- The problem -
Return verbatim the run of lines that opens with the line holding "of the sunlit" and closes with the last line of the records.
=====
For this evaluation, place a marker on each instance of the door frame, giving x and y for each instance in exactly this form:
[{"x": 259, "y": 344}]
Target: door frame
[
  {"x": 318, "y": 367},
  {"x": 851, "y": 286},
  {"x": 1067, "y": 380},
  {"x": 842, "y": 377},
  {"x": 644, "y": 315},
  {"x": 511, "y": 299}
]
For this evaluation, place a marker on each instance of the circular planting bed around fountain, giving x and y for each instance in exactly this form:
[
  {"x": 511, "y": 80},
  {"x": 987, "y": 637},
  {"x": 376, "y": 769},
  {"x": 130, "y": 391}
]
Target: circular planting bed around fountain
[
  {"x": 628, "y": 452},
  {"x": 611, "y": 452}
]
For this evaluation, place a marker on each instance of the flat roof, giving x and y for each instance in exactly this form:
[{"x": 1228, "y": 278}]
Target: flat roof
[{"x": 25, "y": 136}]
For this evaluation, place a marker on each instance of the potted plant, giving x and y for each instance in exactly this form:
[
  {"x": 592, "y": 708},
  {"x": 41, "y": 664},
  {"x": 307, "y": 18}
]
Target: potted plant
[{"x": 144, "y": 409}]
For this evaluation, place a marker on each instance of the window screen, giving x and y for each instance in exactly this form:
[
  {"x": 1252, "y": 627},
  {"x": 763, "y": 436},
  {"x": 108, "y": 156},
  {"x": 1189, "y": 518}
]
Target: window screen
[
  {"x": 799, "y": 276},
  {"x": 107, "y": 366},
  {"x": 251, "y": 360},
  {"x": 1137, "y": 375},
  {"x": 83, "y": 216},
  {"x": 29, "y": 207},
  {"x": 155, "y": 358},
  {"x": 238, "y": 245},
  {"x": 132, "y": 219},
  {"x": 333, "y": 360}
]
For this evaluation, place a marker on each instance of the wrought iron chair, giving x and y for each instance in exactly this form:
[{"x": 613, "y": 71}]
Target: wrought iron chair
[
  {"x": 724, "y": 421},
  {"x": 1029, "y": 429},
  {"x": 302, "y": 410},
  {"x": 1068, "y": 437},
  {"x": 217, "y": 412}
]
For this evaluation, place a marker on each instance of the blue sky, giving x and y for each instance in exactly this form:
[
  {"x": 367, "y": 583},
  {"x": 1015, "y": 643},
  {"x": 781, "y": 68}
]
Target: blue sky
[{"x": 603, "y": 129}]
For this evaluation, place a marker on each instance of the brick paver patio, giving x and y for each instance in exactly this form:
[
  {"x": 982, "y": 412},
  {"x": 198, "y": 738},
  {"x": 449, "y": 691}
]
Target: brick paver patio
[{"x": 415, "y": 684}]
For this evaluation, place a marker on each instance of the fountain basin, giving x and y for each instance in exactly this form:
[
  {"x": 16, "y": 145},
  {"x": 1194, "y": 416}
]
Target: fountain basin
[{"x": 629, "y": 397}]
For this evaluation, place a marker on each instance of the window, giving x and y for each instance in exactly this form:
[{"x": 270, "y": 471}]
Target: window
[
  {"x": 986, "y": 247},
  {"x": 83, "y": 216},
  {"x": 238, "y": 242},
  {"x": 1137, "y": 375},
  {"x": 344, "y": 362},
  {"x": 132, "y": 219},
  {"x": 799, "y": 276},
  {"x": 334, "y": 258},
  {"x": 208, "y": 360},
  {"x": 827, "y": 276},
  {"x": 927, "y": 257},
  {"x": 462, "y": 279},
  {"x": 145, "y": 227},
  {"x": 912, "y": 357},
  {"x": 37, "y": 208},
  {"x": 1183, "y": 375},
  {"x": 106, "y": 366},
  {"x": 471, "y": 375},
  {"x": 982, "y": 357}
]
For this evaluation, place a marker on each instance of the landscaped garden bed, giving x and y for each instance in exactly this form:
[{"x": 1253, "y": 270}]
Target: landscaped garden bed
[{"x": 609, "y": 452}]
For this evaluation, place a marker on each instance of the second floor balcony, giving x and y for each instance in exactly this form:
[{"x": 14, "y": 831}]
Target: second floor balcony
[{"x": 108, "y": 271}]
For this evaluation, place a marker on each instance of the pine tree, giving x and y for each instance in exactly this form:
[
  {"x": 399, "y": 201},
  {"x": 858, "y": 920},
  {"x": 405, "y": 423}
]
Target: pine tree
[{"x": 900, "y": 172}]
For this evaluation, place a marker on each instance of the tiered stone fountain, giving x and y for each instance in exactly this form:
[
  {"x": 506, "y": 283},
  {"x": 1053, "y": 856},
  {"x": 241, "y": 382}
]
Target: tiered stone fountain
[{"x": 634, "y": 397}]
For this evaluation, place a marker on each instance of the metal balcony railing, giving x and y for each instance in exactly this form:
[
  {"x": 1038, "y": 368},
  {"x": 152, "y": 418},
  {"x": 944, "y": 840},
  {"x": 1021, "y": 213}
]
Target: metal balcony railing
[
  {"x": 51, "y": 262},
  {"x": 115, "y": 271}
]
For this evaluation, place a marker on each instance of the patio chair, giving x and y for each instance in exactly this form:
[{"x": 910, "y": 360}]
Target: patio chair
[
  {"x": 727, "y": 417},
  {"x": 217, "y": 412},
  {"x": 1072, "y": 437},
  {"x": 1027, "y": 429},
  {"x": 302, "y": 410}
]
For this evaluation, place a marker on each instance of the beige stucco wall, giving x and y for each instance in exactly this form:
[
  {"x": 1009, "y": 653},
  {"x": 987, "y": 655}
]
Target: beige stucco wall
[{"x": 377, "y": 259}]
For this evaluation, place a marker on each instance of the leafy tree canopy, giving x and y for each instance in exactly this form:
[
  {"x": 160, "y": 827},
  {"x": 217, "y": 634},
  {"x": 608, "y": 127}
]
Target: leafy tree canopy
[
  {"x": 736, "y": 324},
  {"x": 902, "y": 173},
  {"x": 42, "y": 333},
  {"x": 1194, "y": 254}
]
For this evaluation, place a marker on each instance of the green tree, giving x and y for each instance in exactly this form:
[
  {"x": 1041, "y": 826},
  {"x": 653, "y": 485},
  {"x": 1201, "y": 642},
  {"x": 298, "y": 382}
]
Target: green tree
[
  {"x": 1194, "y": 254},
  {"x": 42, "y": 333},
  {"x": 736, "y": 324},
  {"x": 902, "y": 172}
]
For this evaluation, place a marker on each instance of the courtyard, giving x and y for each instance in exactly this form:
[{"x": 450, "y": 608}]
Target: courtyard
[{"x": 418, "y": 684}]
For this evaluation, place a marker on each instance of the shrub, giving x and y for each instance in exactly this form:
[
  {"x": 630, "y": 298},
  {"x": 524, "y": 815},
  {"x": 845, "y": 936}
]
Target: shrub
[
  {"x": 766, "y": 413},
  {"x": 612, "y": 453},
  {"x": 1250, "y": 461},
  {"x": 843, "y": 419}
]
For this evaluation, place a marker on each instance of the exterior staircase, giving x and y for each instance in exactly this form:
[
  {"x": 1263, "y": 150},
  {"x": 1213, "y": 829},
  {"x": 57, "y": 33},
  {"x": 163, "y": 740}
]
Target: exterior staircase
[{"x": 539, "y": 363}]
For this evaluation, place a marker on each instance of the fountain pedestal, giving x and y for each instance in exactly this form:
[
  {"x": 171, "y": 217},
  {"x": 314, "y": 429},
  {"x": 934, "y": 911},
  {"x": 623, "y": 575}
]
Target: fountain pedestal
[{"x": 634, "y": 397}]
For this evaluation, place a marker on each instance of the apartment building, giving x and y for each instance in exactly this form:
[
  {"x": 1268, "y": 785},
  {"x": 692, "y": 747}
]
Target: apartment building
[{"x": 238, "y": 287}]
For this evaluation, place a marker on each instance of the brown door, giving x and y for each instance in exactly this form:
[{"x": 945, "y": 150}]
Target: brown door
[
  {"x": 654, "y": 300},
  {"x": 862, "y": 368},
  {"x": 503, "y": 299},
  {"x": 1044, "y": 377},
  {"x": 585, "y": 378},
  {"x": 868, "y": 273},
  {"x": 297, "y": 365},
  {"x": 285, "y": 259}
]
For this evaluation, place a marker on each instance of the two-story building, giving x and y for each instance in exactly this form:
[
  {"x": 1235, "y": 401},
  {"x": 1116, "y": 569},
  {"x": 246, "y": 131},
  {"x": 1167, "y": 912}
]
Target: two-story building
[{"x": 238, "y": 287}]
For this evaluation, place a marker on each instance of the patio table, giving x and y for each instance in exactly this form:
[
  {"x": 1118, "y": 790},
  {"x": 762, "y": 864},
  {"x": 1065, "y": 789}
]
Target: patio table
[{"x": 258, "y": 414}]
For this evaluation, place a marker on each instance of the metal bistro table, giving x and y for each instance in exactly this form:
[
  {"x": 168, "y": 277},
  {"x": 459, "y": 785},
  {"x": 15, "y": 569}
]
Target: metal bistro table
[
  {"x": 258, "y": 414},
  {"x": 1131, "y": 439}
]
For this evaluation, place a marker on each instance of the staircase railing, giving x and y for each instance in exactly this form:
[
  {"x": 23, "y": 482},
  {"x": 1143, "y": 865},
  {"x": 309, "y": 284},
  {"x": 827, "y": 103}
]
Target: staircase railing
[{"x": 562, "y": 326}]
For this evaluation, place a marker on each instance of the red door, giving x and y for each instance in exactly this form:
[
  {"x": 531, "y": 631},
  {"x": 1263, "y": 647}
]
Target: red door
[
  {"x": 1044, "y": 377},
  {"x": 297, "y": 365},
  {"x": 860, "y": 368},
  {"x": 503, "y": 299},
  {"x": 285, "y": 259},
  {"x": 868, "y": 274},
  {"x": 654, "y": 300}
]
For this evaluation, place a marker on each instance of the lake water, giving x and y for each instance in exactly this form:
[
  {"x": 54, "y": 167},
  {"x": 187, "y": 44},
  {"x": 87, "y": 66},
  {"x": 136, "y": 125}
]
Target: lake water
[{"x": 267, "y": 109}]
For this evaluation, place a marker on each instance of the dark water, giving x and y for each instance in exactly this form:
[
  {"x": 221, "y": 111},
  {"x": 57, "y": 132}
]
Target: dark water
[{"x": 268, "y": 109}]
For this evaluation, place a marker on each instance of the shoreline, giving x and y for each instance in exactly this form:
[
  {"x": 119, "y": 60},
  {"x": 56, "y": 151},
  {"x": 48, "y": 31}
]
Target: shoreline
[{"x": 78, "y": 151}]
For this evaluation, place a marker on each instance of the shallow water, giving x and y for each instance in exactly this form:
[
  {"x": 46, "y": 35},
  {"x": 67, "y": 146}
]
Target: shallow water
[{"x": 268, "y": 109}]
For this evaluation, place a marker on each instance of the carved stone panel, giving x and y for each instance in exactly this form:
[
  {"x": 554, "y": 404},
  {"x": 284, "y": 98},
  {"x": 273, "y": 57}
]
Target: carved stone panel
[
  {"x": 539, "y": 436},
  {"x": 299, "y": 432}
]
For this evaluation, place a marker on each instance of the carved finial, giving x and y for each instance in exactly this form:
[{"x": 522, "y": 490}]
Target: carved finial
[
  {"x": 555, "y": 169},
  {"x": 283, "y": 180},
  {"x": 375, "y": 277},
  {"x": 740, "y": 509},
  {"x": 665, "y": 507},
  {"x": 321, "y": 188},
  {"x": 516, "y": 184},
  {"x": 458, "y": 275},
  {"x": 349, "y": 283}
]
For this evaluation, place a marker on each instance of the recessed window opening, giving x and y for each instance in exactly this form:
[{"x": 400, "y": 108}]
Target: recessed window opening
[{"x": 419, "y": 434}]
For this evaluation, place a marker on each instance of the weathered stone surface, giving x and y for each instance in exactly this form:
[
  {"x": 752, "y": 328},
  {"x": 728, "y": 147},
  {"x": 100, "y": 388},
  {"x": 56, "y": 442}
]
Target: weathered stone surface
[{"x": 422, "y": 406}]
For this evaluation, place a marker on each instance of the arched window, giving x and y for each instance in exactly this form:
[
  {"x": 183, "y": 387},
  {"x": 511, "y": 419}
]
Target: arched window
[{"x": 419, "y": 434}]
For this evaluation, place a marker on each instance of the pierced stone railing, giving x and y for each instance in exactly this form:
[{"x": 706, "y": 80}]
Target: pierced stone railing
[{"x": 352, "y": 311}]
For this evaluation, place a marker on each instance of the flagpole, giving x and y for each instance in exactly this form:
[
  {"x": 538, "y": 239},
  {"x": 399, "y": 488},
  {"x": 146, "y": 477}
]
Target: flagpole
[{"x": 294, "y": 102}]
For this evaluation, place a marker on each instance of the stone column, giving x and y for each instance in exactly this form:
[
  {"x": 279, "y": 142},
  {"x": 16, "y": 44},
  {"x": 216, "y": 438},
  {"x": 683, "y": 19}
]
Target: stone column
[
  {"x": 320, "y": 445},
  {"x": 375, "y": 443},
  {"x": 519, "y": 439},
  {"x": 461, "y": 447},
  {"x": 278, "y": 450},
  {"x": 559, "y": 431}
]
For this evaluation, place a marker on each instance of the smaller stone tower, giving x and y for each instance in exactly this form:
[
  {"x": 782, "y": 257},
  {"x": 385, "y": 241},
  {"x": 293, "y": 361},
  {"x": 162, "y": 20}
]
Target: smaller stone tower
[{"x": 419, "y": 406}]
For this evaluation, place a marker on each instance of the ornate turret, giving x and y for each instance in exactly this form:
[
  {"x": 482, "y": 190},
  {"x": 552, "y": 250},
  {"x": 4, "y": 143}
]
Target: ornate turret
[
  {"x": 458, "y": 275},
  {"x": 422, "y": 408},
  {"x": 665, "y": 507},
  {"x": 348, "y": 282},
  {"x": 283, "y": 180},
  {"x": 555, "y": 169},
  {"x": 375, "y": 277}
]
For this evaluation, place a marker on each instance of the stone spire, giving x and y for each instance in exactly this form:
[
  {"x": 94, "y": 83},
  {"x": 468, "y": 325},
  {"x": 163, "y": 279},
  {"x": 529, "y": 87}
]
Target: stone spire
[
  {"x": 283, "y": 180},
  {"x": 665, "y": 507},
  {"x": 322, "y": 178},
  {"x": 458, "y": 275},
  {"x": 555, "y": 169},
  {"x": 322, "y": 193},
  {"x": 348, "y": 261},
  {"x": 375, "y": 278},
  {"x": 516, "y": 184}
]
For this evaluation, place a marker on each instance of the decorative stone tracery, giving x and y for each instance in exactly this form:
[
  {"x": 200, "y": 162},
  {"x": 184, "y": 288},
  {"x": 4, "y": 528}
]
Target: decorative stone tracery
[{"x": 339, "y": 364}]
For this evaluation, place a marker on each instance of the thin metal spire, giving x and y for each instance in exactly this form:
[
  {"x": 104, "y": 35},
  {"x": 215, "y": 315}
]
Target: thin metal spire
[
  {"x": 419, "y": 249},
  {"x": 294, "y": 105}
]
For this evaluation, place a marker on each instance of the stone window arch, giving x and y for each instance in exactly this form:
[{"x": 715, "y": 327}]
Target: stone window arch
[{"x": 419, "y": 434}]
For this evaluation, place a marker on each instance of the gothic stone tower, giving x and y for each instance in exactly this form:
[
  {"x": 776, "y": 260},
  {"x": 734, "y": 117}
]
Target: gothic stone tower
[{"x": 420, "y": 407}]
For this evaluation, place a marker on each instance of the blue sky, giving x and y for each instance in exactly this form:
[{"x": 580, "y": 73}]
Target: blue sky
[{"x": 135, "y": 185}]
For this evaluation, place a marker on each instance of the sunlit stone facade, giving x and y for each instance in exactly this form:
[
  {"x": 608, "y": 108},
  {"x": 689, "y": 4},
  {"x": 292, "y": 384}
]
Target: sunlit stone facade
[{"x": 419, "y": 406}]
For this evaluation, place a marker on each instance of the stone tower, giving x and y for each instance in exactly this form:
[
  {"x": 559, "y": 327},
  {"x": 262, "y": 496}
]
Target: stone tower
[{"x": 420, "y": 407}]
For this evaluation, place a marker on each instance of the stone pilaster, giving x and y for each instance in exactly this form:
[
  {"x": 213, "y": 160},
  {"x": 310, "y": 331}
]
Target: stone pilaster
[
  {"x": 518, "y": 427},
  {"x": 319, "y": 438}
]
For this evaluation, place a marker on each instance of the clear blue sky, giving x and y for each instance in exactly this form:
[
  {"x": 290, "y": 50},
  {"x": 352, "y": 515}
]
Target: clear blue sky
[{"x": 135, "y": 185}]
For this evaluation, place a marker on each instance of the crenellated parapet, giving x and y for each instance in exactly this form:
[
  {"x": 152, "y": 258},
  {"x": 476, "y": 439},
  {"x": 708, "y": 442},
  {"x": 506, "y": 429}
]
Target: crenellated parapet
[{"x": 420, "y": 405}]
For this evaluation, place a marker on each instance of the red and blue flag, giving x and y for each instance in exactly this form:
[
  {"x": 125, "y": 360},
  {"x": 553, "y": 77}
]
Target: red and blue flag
=====
- Worked answer -
For this evaluation, place a marker on each instance of the sunlit stone facade, giving x and y for each instance in exactly this form:
[
  {"x": 608, "y": 108},
  {"x": 689, "y": 4},
  {"x": 292, "y": 384}
]
Target: sunlit stone facade
[{"x": 419, "y": 406}]
For this evaluation, place a marker on each instance of the stone tower, giving x and y for each instance in exactly this form:
[
  {"x": 559, "y": 327},
  {"x": 262, "y": 496}
]
Target: stone tower
[{"x": 420, "y": 407}]
For this evaluation, place a marker on each instance of the stone pilaster, giving x and y for each instance in exactly this form:
[
  {"x": 213, "y": 160},
  {"x": 310, "y": 331}
]
Target: stone pilaster
[
  {"x": 518, "y": 427},
  {"x": 319, "y": 438}
]
For this evaluation, place a marker on each instance of the clear blue sky, giving x and y for each instance in exactly this form:
[
  {"x": 290, "y": 50},
  {"x": 352, "y": 515}
]
Target: clear blue sky
[{"x": 135, "y": 185}]
For this evaluation, place a marker on each instance of the crenellated parapet, giving x and y for each instance in exactly this form:
[
  {"x": 152, "y": 258},
  {"x": 476, "y": 439},
  {"x": 708, "y": 442},
  {"x": 506, "y": 429}
]
Target: crenellated parapet
[{"x": 420, "y": 405}]
For this evaluation, place a marker on each instance of the red and blue flag, giving x and y for each instance in exactly this form:
[
  {"x": 125, "y": 360},
  {"x": 553, "y": 77}
]
Target: red and blue flag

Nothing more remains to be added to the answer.